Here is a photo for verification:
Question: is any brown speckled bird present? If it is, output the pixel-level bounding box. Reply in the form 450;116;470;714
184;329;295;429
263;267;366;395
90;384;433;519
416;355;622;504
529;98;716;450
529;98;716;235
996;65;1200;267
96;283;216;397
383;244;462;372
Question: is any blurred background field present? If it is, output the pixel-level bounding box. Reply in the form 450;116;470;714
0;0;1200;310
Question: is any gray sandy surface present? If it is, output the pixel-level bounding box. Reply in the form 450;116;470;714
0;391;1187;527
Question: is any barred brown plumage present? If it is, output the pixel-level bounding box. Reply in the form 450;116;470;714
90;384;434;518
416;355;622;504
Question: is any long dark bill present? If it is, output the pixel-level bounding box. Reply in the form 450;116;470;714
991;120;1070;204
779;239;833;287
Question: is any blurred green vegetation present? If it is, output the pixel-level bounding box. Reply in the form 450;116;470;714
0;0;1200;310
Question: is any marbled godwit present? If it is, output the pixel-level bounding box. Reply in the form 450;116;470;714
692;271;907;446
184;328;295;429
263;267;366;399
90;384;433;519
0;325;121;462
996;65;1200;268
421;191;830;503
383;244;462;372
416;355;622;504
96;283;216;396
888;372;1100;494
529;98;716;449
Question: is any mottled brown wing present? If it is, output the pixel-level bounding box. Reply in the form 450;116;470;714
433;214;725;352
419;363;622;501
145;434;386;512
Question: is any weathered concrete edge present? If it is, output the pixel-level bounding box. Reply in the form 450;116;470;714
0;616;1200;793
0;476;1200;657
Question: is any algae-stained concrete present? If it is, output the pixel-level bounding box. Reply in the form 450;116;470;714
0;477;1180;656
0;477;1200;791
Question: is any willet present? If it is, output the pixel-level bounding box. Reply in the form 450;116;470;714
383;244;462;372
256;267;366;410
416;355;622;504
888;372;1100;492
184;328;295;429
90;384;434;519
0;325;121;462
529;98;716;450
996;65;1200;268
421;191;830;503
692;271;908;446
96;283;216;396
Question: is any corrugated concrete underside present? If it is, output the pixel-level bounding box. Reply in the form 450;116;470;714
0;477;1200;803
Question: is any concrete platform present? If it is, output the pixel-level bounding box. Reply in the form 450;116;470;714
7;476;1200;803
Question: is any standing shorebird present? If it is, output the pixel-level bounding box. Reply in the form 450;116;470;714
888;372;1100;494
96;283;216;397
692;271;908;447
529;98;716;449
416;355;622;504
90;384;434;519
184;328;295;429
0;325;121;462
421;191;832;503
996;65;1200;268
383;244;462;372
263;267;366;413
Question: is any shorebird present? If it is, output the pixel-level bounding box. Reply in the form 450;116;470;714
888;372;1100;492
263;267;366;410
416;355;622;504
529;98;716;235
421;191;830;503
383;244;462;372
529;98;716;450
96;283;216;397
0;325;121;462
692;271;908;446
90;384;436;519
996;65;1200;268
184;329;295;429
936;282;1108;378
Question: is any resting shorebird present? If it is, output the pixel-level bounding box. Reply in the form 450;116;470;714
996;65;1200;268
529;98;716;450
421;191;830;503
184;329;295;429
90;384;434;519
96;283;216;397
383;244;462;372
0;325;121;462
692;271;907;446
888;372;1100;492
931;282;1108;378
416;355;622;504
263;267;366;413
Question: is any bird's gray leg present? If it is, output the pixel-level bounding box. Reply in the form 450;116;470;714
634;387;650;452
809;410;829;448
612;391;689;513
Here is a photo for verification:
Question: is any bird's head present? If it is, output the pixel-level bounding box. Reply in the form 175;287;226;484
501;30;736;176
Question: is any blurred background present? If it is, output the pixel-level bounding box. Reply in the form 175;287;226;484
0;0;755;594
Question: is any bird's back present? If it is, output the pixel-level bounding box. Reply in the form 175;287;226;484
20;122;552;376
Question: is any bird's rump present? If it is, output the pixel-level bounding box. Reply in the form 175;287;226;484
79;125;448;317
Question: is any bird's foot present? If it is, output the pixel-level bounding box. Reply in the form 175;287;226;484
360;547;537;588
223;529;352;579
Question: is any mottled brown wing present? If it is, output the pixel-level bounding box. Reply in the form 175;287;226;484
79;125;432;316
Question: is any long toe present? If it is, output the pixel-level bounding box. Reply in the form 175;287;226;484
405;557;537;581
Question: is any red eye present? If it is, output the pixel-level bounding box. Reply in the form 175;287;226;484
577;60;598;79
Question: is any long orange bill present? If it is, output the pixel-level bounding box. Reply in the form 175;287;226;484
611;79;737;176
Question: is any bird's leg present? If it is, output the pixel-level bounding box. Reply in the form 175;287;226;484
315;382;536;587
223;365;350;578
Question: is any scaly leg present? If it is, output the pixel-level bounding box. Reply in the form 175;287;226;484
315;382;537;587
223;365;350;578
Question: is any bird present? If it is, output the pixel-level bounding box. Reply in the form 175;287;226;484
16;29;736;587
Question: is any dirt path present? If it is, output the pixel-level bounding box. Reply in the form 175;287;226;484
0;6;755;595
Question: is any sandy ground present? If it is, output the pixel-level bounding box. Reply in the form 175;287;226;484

• _Требование_:
Верните без изменений строки, начиная со строки, содержащей «Question: is any long orange», и до последней строки включительно. Обе границы входят в ответ.

• _Выполненное задание_:
Question: is any long orange bill present? If it is, output the pixel-level bounding box. Reply in the form 175;287;226;484
611;79;737;176
Question: is any bird's leg present? If it is, output the pixel-level bounding box. Reply in the form 175;287;226;484
315;382;536;587
223;365;350;578
Question: is any scaly leg present? If it is, output the pixel-level bounding box. Reply in the form 175;287;226;484
315;382;537;587
223;365;350;578
Question: is any bird present? If it is, output the pixel-level bounding box. Reply in the form 175;287;226;484
16;29;736;587
Question: is any dirt path present? If it is, output the pixel-level bounding box. Reply in the form 175;287;226;484
0;6;755;595
Question: is any sandy ground present? If it is, output the pixel-level bounding box. Reply in the form 175;287;226;484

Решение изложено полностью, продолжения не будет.